Rewrite the material below with every occurrence of "sample" replaced by "reference". Keep everything else unchanged.

→ **GIVEN ENTRIES**
* * *

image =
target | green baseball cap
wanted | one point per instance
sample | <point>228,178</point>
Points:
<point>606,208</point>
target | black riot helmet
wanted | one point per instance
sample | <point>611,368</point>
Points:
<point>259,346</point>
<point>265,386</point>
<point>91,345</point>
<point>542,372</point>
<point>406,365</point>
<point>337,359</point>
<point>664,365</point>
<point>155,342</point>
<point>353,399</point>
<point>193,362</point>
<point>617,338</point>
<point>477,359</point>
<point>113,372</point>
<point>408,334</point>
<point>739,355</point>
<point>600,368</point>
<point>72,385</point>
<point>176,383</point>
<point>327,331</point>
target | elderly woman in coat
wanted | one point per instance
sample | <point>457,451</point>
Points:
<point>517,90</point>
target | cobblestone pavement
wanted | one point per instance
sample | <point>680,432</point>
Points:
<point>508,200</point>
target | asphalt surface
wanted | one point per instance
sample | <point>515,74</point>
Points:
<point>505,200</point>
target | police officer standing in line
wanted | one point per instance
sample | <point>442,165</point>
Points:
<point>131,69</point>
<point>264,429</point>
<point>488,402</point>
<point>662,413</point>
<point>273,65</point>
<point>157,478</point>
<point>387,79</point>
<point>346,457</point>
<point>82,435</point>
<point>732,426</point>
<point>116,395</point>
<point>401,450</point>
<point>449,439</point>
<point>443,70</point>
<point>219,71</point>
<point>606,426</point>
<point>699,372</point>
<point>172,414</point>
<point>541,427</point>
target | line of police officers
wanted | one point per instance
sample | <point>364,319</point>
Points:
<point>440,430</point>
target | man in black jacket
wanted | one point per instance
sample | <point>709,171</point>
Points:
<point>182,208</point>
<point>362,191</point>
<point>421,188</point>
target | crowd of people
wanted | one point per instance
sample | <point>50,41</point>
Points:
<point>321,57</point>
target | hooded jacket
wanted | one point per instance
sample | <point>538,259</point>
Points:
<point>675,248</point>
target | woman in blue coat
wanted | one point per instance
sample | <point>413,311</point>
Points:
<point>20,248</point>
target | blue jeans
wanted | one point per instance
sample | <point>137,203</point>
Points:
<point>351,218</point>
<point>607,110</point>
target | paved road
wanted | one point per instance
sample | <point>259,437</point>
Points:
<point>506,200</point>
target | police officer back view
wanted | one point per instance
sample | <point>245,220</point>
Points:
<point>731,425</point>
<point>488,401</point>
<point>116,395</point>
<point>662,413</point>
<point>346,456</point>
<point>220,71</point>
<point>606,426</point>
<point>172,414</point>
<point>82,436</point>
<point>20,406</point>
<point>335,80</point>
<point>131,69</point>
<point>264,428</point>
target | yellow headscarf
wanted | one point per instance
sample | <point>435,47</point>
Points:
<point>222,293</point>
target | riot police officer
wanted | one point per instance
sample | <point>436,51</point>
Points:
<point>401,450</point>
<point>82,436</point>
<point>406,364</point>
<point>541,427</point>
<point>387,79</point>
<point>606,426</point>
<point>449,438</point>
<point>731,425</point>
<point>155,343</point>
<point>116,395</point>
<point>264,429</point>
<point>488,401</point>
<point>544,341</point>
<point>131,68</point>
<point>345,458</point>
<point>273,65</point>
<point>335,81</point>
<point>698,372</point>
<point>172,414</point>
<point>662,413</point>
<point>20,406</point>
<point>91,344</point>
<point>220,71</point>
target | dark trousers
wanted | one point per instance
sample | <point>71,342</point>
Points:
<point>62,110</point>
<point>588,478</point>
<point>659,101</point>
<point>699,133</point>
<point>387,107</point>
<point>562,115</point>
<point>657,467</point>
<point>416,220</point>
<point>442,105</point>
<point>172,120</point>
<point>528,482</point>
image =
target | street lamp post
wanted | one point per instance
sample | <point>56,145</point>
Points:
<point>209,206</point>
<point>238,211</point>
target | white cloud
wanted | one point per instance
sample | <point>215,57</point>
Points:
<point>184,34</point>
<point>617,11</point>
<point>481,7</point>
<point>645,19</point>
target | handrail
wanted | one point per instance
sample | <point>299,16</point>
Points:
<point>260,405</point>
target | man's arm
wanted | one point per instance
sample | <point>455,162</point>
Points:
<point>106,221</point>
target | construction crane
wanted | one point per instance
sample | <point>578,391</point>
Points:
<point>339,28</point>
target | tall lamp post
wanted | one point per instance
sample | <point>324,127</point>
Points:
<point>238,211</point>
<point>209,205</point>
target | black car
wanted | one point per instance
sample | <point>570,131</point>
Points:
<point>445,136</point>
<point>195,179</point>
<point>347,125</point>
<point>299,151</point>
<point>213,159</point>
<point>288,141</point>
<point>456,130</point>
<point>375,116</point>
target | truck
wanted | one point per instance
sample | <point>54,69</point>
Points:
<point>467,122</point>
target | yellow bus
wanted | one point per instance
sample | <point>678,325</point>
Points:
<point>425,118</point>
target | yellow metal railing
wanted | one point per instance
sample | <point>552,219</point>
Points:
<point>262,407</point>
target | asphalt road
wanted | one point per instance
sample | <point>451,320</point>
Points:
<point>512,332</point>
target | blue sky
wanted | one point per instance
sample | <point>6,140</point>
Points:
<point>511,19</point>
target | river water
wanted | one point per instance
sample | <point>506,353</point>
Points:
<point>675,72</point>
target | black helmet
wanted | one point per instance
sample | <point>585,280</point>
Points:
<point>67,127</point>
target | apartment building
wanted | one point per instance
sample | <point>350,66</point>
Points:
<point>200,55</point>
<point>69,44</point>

* * *

→ **RIGHT ANSWER**
image =
target | green baseball cap
wanted | one point per instance
reference | <point>228,178</point>
Points:
<point>606,208</point>
target | black riot helmet
wanted | one point per instance
reference | <point>611,368</point>
Points:
<point>259,346</point>
<point>265,386</point>
<point>91,345</point>
<point>542,372</point>
<point>406,365</point>
<point>337,359</point>
<point>664,365</point>
<point>155,342</point>
<point>353,399</point>
<point>193,362</point>
<point>617,338</point>
<point>477,359</point>
<point>113,372</point>
<point>408,334</point>
<point>739,355</point>
<point>600,368</point>
<point>72,385</point>
<point>176,383</point>
<point>327,331</point>
target | elderly woman in coat
wanted | one point per instance
reference | <point>457,451</point>
Points:
<point>517,90</point>
target | cobblestone pavement
wanted | one point per instance
reference | <point>680,432</point>
Points:
<point>508,200</point>
target | asphalt surface
wanted | one point per instance
reference | <point>515,74</point>
Points:
<point>505,200</point>
target | police officer standing in line
wanted | one point per instance
reference | <point>442,165</point>
Points:
<point>131,69</point>
<point>264,429</point>
<point>488,402</point>
<point>662,413</point>
<point>273,65</point>
<point>157,478</point>
<point>387,79</point>
<point>346,457</point>
<point>82,435</point>
<point>732,426</point>
<point>116,395</point>
<point>401,450</point>
<point>449,439</point>
<point>443,70</point>
<point>219,71</point>
<point>606,426</point>
<point>699,372</point>
<point>172,414</point>
<point>541,427</point>
target | line of police officers
wanted | one point per instance
reference | <point>364,319</point>
Points:
<point>440,430</point>
target | man in black jacket
wanted | one point per instance
reference | <point>709,171</point>
Points:
<point>182,208</point>
<point>362,191</point>
<point>421,188</point>
target | crowd of people
wanted | one point per instance
reference | <point>50,41</point>
Points:
<point>321,57</point>
target | hooded jacket
wanted | one point per instance
reference | <point>538,259</point>
Points:
<point>675,248</point>
target | woman in blue coat
wanted | one point per instance
reference | <point>413,311</point>
Points:
<point>20,248</point>
target | blue jeans
wanted | one point per instance
reference | <point>137,203</point>
Points:
<point>351,218</point>
<point>607,110</point>
target | paved road
wanted | one point per instance
reference | <point>259,437</point>
Points:
<point>506,200</point>
target | police officer back view
wanted | one point per instance
reference | <point>245,220</point>
Points:
<point>731,425</point>
<point>488,401</point>
<point>116,395</point>
<point>662,413</point>
<point>346,456</point>
<point>220,71</point>
<point>606,426</point>
<point>172,414</point>
<point>82,436</point>
<point>20,406</point>
<point>335,80</point>
<point>131,69</point>
<point>264,428</point>
target | yellow headscarf
wanted | one point per instance
reference | <point>435,47</point>
Points:
<point>222,293</point>
target | riot police officer
wanted | one point per instance
reference | <point>436,51</point>
Points:
<point>401,450</point>
<point>82,436</point>
<point>406,364</point>
<point>541,427</point>
<point>387,79</point>
<point>606,426</point>
<point>449,438</point>
<point>731,425</point>
<point>155,343</point>
<point>116,395</point>
<point>264,429</point>
<point>488,401</point>
<point>544,341</point>
<point>131,68</point>
<point>345,458</point>
<point>273,65</point>
<point>335,81</point>
<point>698,372</point>
<point>172,414</point>
<point>662,413</point>
<point>20,406</point>
<point>91,344</point>
<point>220,71</point>
target | dark trousers
wanted | one point per instance
reference | <point>71,342</point>
Points:
<point>62,110</point>
<point>588,478</point>
<point>659,101</point>
<point>699,133</point>
<point>387,107</point>
<point>562,115</point>
<point>657,467</point>
<point>416,220</point>
<point>442,105</point>
<point>172,120</point>
<point>528,482</point>
image =
target | street lamp post
wanted | one point per instance
reference | <point>56,145</point>
Points:
<point>209,206</point>
<point>238,211</point>
target | white cloud
wanted | one point per instance
reference | <point>215,57</point>
Points:
<point>184,34</point>
<point>617,11</point>
<point>481,7</point>
<point>645,19</point>
target | handrail
wanted | one point per instance
reference | <point>299,16</point>
Points:
<point>260,405</point>
target | man's arm
wanted | one point per instance
reference | <point>455,162</point>
Points:
<point>106,221</point>
target | construction crane
wanted | one point per instance
reference | <point>578,391</point>
Points:
<point>339,28</point>
target | tall lamp post
wanted | one point per instance
reference | <point>324,127</point>
Points:
<point>238,211</point>
<point>209,205</point>
target | black car
wanted | one point per instance
reference | <point>570,131</point>
Points:
<point>445,136</point>
<point>195,179</point>
<point>347,125</point>
<point>299,151</point>
<point>213,159</point>
<point>288,141</point>
<point>456,130</point>
<point>375,116</point>
target | truck
wanted | one point per instance
reference | <point>54,69</point>
Points:
<point>467,122</point>
target | yellow bus
wanted | one point per instance
reference | <point>678,325</point>
Points:
<point>425,118</point>
target | yellow metal railing
wanted | one point per instance
reference | <point>552,219</point>
Points:
<point>262,407</point>
target | asphalt road
wanted | one point per instance
reference | <point>451,320</point>
Points:
<point>512,332</point>
target | blue sky
wanted | one point per instance
reference | <point>6,140</point>
Points:
<point>511,19</point>
target | river water
wanted | one point per instance
reference | <point>506,353</point>
Points:
<point>675,72</point>
target | black helmet
wanted | one point per instance
reference | <point>585,280</point>
Points:
<point>67,127</point>
target | apartment building
wanted | one point per instance
reference | <point>350,66</point>
Points:
<point>200,55</point>
<point>69,44</point>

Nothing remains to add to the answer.